-- Complete the following --
#1 Please transcribe the part of the passage starting with "The samurais discover" and going on through "and helpless people.".
#2 According to the passage, who was the first missionary apostate?

-- Passage --
*****
Upon the consolidation of tribal fiefdoms (daimyos), Christian missionaries began to be viewed more suspiciously, and after a series of rulers who vacillated between persecution and tolerance, a full-scale attempt to rid Japan of this “germ of great disaster” who long to “disseminate an evil law, to overthrow true doctrine,” was initiated. Martyrdoms ensued, and many glorious accounts emerged of Japanese Christians and Portuguese missionaries who refused to apostatize even while subjected to truly horrific persecution and, ultimately, death. The Japanese authorities soon realized, not unlike those in the early Roman Empire, that their actions were not having the desired effect—martyrs were being produced, and this was emboldening others to imitate their heroic perseverance in the faith. New measures were required, and new measures were devised.
The Tokugawa Bakufu (shogunate) decided that torture was the answer; the Christian’s death would now be preceded by hours, days, even weeks of truly unimaginable suffering. The most brutal of these, the ana-tsurushi, involved the hanging upside-down of the victim over a pit of excrement and other filth, with a small incision being made in the forehead to give the blood some vent. Most did not survive more than a day or two before either succumbing to death, or apostatizing.
It was this barbaric form of torture that was to claim, nearly one hundred years after the missionary effort to Japan began, the first missionary apostate—the Portuguese Provincial, Christovao Ferreira. It was the seemingly impossible news of this famous priest’s apostasy that lured the protagonist of Silence, Sebastien Rodrigues, to Japan. He had to see for himself, if this heroic missionary had actually surrendered to the infidel, and, if he had, to succeed where his predecessor had failed.
Over the course of the first months after Rodrigues’ arrival, a picture begins to emerge regarding the complex and problematic nature of the Catholic missionaries’ presence in Japan, and what it entailed for the Japanese people. On the one hand, a Christian remnant population gradually emerges from the various villages that Rodrigues travels amongst who are desperately thankful to finally have a priest to hear their confessions, baptize their children, and celebrate mass. On the other hand, Rodrigues becomes aware of the trouble and persecution that his very presence in Japan is bringing upon these simple Japanese Christians.
The samurais discover that Christians are still alive in the villages, and there are rumors of priests from foreign lands. Rodrigues manages to avoid capture for a time, but can only watch helplessly as scores of Japanese Christians are tortured and killed rather than betray their priest. He had come to bring the gospel, but increasingly Rodrigues realizes that he is only bringing more suffering to an already over-taxed, impoverished, and helpless people.
*****
-- Record excerpts --
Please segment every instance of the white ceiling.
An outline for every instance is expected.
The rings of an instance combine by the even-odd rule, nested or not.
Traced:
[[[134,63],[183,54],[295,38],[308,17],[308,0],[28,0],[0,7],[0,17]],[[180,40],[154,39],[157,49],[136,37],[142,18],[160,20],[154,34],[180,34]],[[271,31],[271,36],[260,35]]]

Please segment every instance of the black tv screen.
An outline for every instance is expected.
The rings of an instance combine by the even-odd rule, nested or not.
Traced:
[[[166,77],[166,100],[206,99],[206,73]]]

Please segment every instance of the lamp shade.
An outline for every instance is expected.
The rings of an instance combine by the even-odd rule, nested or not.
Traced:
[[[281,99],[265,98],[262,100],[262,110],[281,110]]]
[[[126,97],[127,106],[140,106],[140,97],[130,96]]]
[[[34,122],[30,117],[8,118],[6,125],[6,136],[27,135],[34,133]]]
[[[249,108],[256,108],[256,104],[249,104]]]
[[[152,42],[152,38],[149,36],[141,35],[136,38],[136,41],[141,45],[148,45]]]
*****
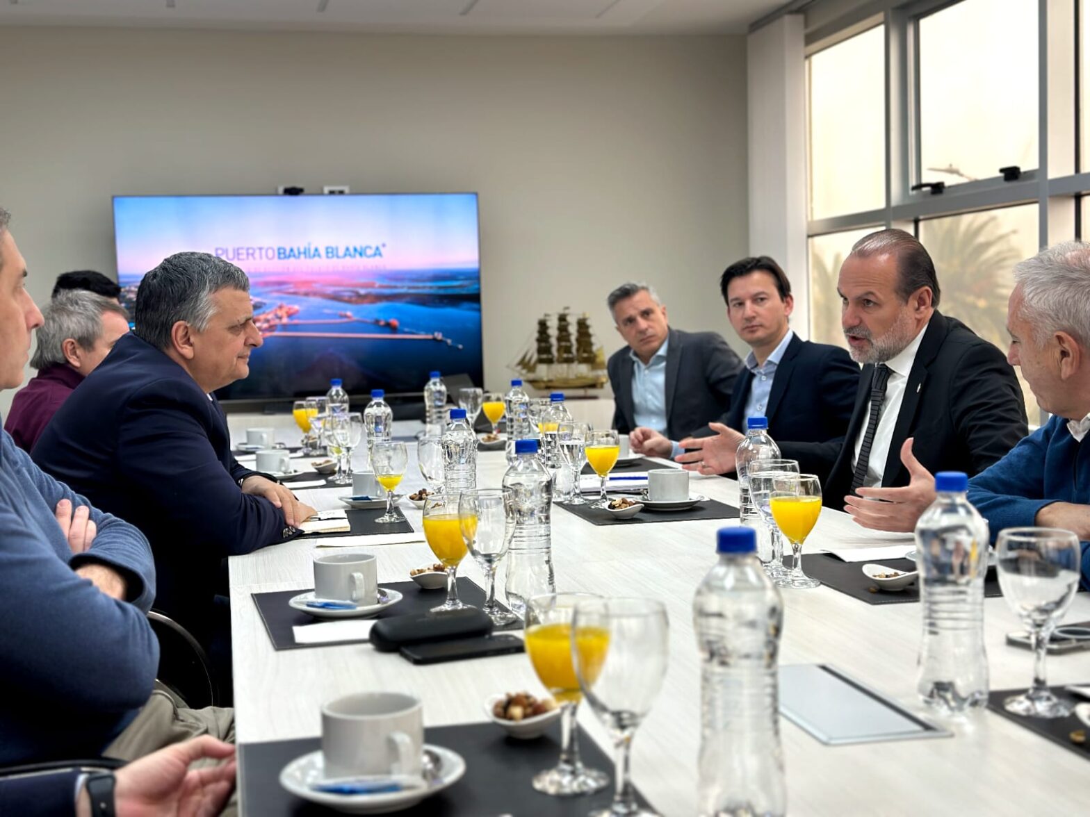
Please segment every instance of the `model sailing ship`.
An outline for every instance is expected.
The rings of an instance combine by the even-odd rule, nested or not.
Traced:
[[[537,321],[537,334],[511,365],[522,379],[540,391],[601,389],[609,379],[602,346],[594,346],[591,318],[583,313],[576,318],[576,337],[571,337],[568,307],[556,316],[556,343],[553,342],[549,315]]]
*****
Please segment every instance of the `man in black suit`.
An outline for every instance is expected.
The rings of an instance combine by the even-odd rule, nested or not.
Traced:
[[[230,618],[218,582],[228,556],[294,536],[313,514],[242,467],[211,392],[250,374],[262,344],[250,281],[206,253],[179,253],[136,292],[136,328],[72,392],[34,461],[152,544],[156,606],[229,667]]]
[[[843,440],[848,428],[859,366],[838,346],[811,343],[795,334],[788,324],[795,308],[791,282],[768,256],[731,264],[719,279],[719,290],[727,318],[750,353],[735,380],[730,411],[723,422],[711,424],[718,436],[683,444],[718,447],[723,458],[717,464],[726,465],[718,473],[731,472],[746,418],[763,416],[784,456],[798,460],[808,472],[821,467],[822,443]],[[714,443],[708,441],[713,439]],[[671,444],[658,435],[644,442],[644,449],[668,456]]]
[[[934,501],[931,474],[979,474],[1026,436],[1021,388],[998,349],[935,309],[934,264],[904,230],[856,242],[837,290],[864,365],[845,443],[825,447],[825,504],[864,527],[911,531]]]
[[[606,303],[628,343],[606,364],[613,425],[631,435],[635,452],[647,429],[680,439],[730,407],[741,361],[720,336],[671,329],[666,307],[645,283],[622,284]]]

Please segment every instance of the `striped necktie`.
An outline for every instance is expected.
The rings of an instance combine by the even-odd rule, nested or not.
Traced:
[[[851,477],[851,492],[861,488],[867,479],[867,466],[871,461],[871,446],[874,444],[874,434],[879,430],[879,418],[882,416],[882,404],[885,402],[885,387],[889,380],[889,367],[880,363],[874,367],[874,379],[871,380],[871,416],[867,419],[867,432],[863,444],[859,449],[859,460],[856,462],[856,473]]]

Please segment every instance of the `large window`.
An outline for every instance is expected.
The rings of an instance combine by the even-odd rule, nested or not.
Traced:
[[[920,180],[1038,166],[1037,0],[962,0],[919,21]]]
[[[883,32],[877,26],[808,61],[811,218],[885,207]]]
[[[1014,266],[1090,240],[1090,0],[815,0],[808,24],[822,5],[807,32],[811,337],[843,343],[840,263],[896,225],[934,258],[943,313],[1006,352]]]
*****
-- Results for the exercise --
#1
The samurais discover that Christians are still alive in the villages, and there are rumors of priests from foreign lands. Rodrigues manages to avoid capture for a time, but can only watch helplessly as scores of Japanese Christians are tortured and killed rather than betray their priest. He had come to bring the gospel, but increasingly Rodrigues realizes that he is only bringing more suffering to an already over-taxed, impoverished, and helpless people.

#2 Christovao Ferreira, the Portuguese Provincial.